EXTRACT:

=== Section Start ===

I've ripped through a couple novels--Jonathan Franzen's "Freedom" and Rachel Kushner's "Telex from Cuba." Franzen's book has strong bones and muscular writing. He writes with firm energy, like a kid with an active mind whose math notes are surrounded by drawings of supermen, drawings that push the pencil deeply into the paper. There's a triangle in "Freedom," and while it's the woman's actions that upset the men's lives, the men seem to have more volition than the woman. She loves, not enough or too much, because of her need. They love (and consumate that love) as an expression of their individuality. Or so it could be argued, I guess.
"Telex from Cuba" tells of expatriates in Cuba during Castro's Communist revolution. They are recognizable people--teens, parents, bosses and workers--in an exotic situation. There are non-American characters as well, including Battista (the dictator overthrown by Fidel) and an international weapons dealer. They're all scraping after power and the security they want from that power. Almost nobody gets the life they expect.

=== Section End ===

RECORD EXTRACTS:
=== Section Start ===

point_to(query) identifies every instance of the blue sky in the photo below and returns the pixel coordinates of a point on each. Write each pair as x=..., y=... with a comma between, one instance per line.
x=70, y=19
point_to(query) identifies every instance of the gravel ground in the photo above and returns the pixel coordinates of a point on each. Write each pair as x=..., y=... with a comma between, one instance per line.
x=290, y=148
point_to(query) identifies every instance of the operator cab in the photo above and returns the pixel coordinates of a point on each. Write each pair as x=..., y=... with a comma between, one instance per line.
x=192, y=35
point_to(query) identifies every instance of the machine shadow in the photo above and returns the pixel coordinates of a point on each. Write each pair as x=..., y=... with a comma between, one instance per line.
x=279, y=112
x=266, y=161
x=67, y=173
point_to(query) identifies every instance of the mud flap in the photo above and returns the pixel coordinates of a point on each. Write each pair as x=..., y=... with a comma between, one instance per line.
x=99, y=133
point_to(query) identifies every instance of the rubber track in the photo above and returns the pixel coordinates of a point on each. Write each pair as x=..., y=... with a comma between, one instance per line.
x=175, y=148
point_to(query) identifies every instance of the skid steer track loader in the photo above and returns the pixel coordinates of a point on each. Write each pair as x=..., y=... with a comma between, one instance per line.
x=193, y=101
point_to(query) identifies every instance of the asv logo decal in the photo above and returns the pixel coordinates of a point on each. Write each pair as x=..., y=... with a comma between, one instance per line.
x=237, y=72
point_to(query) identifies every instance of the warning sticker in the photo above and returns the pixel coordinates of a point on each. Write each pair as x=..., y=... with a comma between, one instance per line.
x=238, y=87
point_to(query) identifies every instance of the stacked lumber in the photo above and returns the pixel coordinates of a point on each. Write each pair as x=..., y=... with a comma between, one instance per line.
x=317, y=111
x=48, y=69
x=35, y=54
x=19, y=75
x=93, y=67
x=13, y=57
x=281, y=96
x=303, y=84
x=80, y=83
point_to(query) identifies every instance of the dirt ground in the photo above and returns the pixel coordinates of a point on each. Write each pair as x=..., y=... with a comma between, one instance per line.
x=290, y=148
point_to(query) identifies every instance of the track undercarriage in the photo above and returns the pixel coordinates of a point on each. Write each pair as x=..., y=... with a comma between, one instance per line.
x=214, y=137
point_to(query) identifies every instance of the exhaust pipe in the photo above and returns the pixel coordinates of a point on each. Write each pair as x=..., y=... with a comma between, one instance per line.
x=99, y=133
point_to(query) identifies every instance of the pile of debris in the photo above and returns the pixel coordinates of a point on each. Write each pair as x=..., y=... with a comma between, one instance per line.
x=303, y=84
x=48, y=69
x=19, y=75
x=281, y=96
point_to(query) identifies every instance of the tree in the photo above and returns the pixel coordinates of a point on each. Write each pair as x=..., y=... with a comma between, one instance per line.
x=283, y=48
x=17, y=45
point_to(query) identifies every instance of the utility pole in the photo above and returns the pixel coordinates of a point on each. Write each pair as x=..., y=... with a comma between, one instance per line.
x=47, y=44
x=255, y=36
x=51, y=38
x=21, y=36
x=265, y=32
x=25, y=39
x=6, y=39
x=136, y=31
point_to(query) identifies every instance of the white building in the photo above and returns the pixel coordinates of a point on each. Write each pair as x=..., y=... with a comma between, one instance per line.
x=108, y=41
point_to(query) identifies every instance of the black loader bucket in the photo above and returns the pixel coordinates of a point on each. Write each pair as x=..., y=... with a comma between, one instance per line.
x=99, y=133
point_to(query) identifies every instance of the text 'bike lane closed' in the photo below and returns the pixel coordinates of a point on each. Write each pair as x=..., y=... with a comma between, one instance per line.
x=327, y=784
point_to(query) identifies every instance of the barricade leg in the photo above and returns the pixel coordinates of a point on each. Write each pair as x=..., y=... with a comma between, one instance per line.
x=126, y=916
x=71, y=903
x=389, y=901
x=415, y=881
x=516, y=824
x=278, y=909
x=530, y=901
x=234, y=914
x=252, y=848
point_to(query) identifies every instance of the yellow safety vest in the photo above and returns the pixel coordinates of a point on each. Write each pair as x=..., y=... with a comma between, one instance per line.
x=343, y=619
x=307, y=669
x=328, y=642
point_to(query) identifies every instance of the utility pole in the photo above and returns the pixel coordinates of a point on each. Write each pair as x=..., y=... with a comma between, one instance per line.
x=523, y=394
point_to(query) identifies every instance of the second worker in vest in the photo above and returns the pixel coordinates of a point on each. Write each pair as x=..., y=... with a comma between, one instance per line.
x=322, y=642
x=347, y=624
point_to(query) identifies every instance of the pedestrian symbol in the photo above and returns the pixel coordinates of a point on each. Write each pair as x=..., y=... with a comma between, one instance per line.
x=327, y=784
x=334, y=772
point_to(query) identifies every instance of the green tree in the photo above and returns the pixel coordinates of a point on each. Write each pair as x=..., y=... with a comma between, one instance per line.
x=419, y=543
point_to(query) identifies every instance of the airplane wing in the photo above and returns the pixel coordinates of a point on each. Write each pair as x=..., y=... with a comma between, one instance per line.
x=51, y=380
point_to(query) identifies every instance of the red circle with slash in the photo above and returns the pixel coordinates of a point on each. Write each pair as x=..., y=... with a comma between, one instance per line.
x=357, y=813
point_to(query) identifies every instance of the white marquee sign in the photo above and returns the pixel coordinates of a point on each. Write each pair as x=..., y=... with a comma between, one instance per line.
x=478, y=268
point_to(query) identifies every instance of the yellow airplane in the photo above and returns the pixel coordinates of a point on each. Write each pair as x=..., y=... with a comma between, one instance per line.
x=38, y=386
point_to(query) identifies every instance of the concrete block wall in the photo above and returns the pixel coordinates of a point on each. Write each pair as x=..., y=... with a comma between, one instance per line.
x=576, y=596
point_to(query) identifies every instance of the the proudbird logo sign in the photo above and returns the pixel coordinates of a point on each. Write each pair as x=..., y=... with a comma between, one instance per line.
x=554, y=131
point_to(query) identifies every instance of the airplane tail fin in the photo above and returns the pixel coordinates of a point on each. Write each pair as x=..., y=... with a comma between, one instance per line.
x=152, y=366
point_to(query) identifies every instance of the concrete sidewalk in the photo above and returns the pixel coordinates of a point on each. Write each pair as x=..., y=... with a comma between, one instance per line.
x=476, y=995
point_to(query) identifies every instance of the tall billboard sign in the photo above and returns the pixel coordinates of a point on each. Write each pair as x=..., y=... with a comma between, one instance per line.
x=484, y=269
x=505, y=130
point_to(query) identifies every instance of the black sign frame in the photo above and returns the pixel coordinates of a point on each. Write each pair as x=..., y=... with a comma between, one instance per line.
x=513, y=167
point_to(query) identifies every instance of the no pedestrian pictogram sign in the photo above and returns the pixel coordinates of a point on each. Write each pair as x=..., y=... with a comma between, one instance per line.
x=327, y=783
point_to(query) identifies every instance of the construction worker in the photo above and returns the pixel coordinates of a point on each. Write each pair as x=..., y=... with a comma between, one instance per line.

=== Section End ===

EXERCISE A: In the book review, which novel is set among expatriates in Cuba during Castro's Communist revolution?
EXERCISE B: Continue the book review, picking up after its last sentence.

REPLY A: Rachel Kushner's "Telex from Cuba."

REPLY B:
Reading category number two is Alzheimer's memoirs. This is a depressing genre, why go there? I'm traveling deliberately, kind of a slow sight-seeing trip. I've written a few chapters of my own in this category that I"m not sure what to do with. I've got three books going. The first, "Keeper: One House, Three Generations, and a Journey into Alzheimer's," by Andrea Gillies. She and her husband thought that the caregiving solution to the challenge presented by his demented mother and chair-bound elderly father was to buy a large house in rural Scotland for three generations to share--running a B&B on the side, to help pay the mortgage. It doesn't turn out well. "Nancy," the mother-in-law, is constantly struggling against her disease, her environment and her caregivers, and they struggle back. Everyone's expectations seem too high. Scene after scene moves toward the point where a frustrated caregiver explains things to Nancy, which is, of course, pointless.
I've also got "Iris and Her Friends," a memoir by John Bayley, husband of novelist Iris Murdoch, an Alzheimer's sufferer (as the English would say, instead of "victim"). There's surrender in this book, to sadness and to joy; Bayley is a devoted spouse, who has always lived the life of the mind. It's easier for him, because he is not trying to be a multi-tasking middle-age Wonder Woman. The third book is "Alzheimer's from the Inside Out," a collection of essays from a psychologist with early onset AD, sharing his experience of his mind's deterioration.
All three books contain ruminations on what is mind and what is memory and who are we with these things and who are we without them. It's an inevitable question. I can still invoke it just by turning my head to the right and imagining Lon, my demented husband, beside me. Which Lon fills my memory? The one I met and romanced and married, had children with? The one who took me to the movies, who ate my cooking, who made the house boom with colorful conversation? Or the silent angry man, with the taut, skinny arms who was haunted by things we couldn't see, who kicked the dog and threatened the children with wordless clenched fists?
It was an exotic situation. Freedom? Choices? Struggle, or surrender? There are many things contained within one person, one character. What holds them together?